• [TASK DESCRIPTION]: Give every entry again, word for word and in full.

[Dataset entries]
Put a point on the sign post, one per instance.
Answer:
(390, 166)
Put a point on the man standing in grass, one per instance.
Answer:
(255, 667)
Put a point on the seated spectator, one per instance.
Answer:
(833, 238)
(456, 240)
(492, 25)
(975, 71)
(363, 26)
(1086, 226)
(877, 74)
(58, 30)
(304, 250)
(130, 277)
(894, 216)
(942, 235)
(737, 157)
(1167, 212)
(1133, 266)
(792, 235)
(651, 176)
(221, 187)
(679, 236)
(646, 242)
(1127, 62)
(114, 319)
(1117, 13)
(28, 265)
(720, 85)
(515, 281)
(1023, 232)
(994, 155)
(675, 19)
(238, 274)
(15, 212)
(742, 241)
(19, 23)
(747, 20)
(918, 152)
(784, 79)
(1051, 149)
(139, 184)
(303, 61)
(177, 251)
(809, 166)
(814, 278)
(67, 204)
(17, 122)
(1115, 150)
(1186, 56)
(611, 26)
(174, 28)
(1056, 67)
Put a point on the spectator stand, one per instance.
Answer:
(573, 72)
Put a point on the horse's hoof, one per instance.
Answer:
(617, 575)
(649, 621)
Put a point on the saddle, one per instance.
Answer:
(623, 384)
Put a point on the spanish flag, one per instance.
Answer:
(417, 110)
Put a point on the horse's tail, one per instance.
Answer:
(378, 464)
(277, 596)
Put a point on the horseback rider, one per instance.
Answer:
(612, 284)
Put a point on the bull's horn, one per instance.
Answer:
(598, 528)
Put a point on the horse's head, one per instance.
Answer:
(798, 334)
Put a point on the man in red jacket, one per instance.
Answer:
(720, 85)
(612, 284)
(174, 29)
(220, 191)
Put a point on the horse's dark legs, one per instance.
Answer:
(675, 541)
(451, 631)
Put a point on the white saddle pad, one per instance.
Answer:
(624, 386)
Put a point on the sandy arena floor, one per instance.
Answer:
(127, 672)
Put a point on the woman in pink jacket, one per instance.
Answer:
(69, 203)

• [TASK RESPONSE]:
Put a point on the sign post, one per instance.
Answer:
(390, 166)
Put a point on the man standing in grass, one per instance.
Answer:
(255, 667)
Put a point on the seated spectator, one per instance.
Answer:
(833, 238)
(456, 240)
(492, 25)
(975, 71)
(363, 26)
(1086, 226)
(877, 74)
(58, 30)
(304, 250)
(130, 277)
(894, 216)
(942, 235)
(737, 157)
(1167, 212)
(1133, 266)
(792, 235)
(651, 176)
(221, 187)
(679, 236)
(646, 242)
(1127, 62)
(114, 319)
(1117, 13)
(28, 265)
(720, 85)
(515, 281)
(1023, 232)
(994, 155)
(675, 19)
(238, 274)
(15, 212)
(742, 241)
(19, 23)
(747, 20)
(918, 152)
(784, 79)
(1051, 149)
(139, 184)
(303, 61)
(177, 251)
(809, 166)
(814, 278)
(67, 204)
(17, 122)
(1115, 150)
(1186, 56)
(611, 26)
(174, 28)
(1056, 67)
Put a point on the spectator stand, one per instance.
Answer:
(573, 72)
Put a point on the horse's hoof, one per instance.
Answer:
(617, 575)
(649, 621)
Put a point on the saddle, one per instance.
Answer:
(623, 384)
Put a point on the spanish flag, one per instance.
Answer:
(417, 110)
Put a point on the horse's tail, one per instance.
Answer:
(378, 464)
(277, 596)
Put a point on the horseback rider, one per instance.
Answer:
(612, 284)
Put a point on the bull's horn, one per instance.
Answer:
(598, 528)
Put a point on the horse's head, one per instance.
Answer:
(798, 334)
Put a point on the man in red jacket, one per instance.
Answer:
(720, 85)
(612, 284)
(174, 29)
(220, 191)
Put a point on the horse's dark legs, one per instance.
Answer:
(675, 541)
(451, 631)
Put a point on the white saddle pad, one per instance.
Answer:
(624, 386)
Put a point on the sandy arena floor, one per instance.
Answer:
(127, 672)
Put a point on the woman in pink jacket, one per instance.
Answer:
(69, 203)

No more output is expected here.